* _Passage shown_
□ □ □ □
10 June 2013

A letter to Edward Snowden

Dear Ed Snowden
Given the amount written about you online already, I doubt that you will read this. But, if you do, I first want to thank you for what you have done for the world, and to express my admiration for your courage.
I am writing to you now, though, to encourage you to turn yourself in to the US authorities. Why?
You say in a recent article that you 'will be satisfied if the federation of secret law, unequal pardon and irresistible executive powers that rule the world that [you] love are revealed even for an instant.'
But, by hiding from the law, you are only frustrating its potential for openness. By secreting yourself in a room in Hong Kong, you are seeking a special 'pardon' of a sort for yourself. This 'pardon', however, comes with no regard for law, even though, without test in any court of law, you claim (and I wish to agree) that you 'have done nothing wrong' – in the wider sense of right and wrong. By evading the American executive powers of which you are justifiably the critic, you reveal the limits of your own courage, you deny those powers the opportunity to show us if they are capable of true justice, and you deny yourself the opportunity to complete the job of being their critic.
For all of its imperfections and its abuses of power, the US is the country that raised you and gave you the extraordinary privilege of access to its secret information, and hence also made it possible for you to speak to the whole world today. The debt you owe your country cannot be repaid, and hence you have an obligation to front up to your country's powers now and let them process your case as they will. You should not run away now – least of all to be a burden on Iceland, nor even on China.
□ □ □ □
* _Set of tasks_
[a] List every place named in the letter to Edward Snowden.
[b] Copy out each line of the records that contains the string "player", treating uppercase and lowercase as different.
□ □ □ □
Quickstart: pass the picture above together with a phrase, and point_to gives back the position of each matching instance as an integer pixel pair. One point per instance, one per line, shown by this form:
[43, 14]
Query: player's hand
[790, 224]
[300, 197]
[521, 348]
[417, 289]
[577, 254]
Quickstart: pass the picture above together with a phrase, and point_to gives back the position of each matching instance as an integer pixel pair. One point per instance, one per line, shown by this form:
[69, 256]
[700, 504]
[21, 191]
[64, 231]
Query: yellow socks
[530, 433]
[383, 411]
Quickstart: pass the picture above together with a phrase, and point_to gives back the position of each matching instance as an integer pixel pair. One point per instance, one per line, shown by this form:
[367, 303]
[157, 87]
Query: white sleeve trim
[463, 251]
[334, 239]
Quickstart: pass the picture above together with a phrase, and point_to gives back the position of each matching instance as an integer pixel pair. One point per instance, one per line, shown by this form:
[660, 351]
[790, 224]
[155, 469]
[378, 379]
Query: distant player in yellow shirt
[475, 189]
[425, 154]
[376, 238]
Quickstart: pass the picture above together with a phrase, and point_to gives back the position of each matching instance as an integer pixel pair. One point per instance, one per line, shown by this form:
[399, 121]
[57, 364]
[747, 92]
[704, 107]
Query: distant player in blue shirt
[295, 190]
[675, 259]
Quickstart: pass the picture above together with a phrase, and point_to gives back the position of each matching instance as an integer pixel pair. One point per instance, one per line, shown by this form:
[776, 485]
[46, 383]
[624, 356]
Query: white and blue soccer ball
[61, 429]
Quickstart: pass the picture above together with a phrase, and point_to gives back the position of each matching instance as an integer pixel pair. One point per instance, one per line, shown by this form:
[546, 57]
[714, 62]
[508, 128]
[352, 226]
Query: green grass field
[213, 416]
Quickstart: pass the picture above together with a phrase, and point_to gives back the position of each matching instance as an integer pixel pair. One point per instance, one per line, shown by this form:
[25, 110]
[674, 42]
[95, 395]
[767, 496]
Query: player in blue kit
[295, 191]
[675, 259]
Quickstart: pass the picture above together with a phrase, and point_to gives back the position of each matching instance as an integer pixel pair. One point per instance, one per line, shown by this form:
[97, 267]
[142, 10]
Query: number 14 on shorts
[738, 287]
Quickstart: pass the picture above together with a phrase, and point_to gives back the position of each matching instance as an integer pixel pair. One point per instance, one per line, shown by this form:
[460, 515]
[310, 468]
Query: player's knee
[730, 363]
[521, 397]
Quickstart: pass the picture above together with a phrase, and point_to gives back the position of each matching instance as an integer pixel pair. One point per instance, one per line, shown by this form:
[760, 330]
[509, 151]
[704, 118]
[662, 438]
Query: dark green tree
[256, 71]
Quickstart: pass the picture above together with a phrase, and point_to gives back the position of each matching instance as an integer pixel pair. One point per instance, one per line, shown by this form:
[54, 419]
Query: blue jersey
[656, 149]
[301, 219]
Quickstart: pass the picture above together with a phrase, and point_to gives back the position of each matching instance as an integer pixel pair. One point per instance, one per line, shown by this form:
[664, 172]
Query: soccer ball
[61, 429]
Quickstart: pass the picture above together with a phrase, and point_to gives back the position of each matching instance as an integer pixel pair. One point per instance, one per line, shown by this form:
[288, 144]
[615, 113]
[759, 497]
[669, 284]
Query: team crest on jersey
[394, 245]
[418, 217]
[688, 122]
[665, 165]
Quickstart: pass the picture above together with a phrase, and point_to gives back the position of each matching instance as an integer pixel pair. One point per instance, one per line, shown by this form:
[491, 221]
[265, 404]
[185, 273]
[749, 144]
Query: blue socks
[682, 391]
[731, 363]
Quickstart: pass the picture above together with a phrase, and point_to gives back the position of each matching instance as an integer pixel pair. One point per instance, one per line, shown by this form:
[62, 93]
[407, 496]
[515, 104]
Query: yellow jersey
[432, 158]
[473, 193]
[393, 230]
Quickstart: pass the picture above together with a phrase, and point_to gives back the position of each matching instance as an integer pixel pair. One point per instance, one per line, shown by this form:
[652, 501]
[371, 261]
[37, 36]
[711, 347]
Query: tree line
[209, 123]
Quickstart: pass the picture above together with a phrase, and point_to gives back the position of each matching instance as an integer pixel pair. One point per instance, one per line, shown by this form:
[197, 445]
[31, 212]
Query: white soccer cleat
□ □ □ □
* _Answers to the tasks_
[a]
US
Hong Kong
Iceland
China

[b]
Query: player's hand
Query: distant player in yellow shirt
Query: distant player in blue shirt
Query: player in blue kit
Query: player's knee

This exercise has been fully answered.